SOURCE:
☆ ☆ ☆ ☆ ☆

# Looking for toddler playgroups



## mannamarina (Sep 20, 2011)

Hello,

Just moved from NYC and am looking for playgroups for my 13 month old. I had seen an old posting from 2010 about a group that meets Weds and Mondays in Agia Paraskevi- 

Let me know if it is still happening and about anything else in the Kifissia area that might be of interest-

Thank you and looking forward to meeting up and playing!


----------



## sophiaj29 (Oct 19, 2010)

mannamarina said:


> Hello,
> 
> Just moved from NYC and am looking for playgroups for my 13 month old. I had seen an old posting from 2010 about a group that meets Weds and Mondays in Agia Paraskevi-
> 
> ...



Hi Marina

I'm not sure about in your area but in Ano Glyfada there is a playgroup called friends corner, obviously I haven't been there yet but I've joined their yahoo group and have messages already from other mothers who have recently moved to Athens. Sounds like a nice place. Hope this helps. Be great to meet up with our children when I'm in town!

Sophia


----------



## mannamarina (Sep 20, 2011)

Thank you so much Sophia for your reply and will definitely check it out- and yes let me know when you are in town! I am keen to find out more about life in Heraklion- Crete might be in a good place for us in the near future and am wondering how easy it is to live their as a foreigner- in the sense of being able to find like minded people-

Be well and thanks again,
Marina


----------



## mannamarina (Sep 20, 2011)

☆ ☆ ☆ ☆ ☆

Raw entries
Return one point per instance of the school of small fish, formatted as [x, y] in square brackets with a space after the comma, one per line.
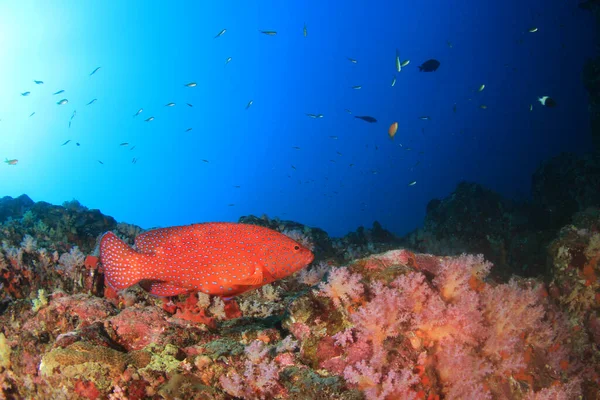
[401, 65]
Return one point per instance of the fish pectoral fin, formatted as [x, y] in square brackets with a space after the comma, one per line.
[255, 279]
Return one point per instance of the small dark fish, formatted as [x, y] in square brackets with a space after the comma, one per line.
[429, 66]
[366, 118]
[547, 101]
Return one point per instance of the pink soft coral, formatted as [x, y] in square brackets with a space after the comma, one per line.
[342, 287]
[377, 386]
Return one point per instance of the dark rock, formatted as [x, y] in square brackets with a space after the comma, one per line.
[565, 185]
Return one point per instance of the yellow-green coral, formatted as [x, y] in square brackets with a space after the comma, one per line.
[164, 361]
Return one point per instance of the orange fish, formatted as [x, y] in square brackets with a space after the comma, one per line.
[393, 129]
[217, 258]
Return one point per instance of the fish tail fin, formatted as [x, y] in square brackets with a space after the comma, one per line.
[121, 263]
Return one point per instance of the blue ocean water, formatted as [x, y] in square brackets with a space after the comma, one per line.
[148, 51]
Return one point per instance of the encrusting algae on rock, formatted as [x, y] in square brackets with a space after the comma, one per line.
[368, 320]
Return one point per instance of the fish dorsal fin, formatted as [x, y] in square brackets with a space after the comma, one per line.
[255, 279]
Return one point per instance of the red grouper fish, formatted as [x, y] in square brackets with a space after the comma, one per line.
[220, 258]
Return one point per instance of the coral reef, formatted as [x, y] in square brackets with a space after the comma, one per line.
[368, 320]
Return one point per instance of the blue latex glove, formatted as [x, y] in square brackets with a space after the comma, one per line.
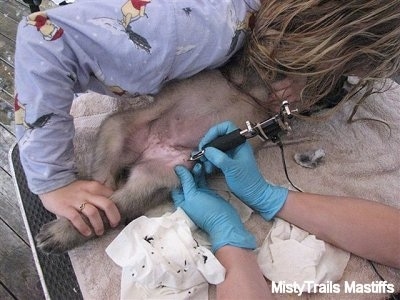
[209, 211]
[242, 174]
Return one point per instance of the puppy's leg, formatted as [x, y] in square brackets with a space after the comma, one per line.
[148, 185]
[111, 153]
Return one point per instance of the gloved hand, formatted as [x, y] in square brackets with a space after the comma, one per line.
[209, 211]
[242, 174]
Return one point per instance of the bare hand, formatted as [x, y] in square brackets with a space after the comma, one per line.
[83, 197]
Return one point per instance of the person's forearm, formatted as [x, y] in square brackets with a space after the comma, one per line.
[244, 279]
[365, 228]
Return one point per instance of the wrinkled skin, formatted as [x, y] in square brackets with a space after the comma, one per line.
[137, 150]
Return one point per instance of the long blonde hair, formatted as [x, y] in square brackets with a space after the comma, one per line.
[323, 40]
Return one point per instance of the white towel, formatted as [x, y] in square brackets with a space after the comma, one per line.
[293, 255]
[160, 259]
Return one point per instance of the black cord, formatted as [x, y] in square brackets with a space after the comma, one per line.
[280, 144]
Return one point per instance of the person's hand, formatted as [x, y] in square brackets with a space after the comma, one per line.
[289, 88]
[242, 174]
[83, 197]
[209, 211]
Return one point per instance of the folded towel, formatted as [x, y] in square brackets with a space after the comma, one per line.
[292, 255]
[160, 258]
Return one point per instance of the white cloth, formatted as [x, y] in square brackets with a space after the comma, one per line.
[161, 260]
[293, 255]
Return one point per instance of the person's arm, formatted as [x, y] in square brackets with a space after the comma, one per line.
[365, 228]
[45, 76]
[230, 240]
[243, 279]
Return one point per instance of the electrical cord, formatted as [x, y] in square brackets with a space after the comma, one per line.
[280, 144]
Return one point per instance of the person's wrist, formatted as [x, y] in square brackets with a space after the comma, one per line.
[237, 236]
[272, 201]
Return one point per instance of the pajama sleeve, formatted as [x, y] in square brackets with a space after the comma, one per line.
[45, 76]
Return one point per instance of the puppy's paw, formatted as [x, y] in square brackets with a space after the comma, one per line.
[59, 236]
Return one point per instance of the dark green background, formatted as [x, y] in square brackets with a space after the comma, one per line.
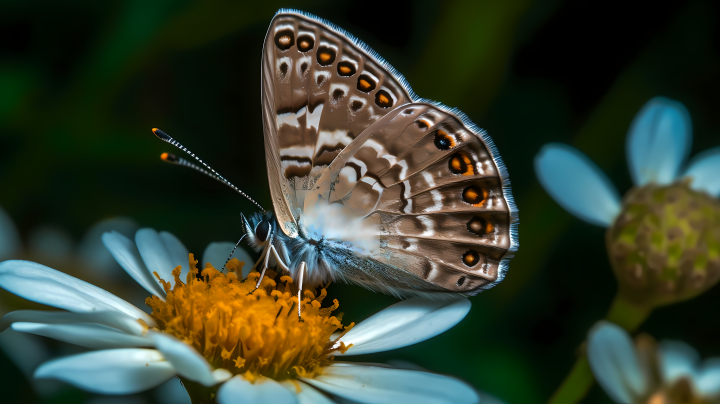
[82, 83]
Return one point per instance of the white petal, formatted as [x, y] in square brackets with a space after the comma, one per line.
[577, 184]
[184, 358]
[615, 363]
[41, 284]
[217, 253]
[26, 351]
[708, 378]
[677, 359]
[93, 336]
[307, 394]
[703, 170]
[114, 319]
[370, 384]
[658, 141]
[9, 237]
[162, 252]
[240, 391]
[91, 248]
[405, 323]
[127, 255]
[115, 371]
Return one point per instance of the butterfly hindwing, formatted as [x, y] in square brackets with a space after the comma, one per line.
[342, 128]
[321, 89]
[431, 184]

☆ ☆ ☆ ☆ ☆

CHALLENGE:
Copy out the toddler playgroup thread word for word, from beginning to end.

PROBLEM SOLUTION:
# Looking for toddler playgroups



## mannamarina (Sep 20, 2011)

Hello,

Just moved from NYC and am looking for playgroups for my 13 month old. I had seen an old posting from 2010 about a group that meets Weds and Mondays in Agia Paraskevi- 

Let me know if it is still happening and about anything else in the Kifissia area that might be of interest-

Thank you and looking forward to meeting up and playing!


----------



## sophiaj29 (Oct 19, 2010)

mannamarina said:


> Hello,
> 
> Just moved from NYC and am looking for playgroups for my 13 month old. I had seen an old posting from 2010 about a group that meets Weds and Mondays in Agia Paraskevi-
> 
> ...



Hi Marina

I'm not sure about in your area but in Ano Glyfada there is a playgroup called friends corner, obviously I haven't been there yet but I've joined their yahoo group and have messages already from other mothers who have recently moved to Athens. Sounds like a nice place. Hope this helps. Be great to meet up with our children when I'm in town!

Sophia


----------



## mannamarina (Sep 20, 2011)

Thank you so much Sophia for your reply and will definitely check it out- and yes let me know when you are in town! I am keen to find out more about life in Heraklion- Crete might be in a good place for us in the near future and am wondering how easy it is to live their as a foreigner- in the sense of being able to find like minded people-

Be well and thanks again,
Marina


----------



## mannamarina (Sep 20, 2011)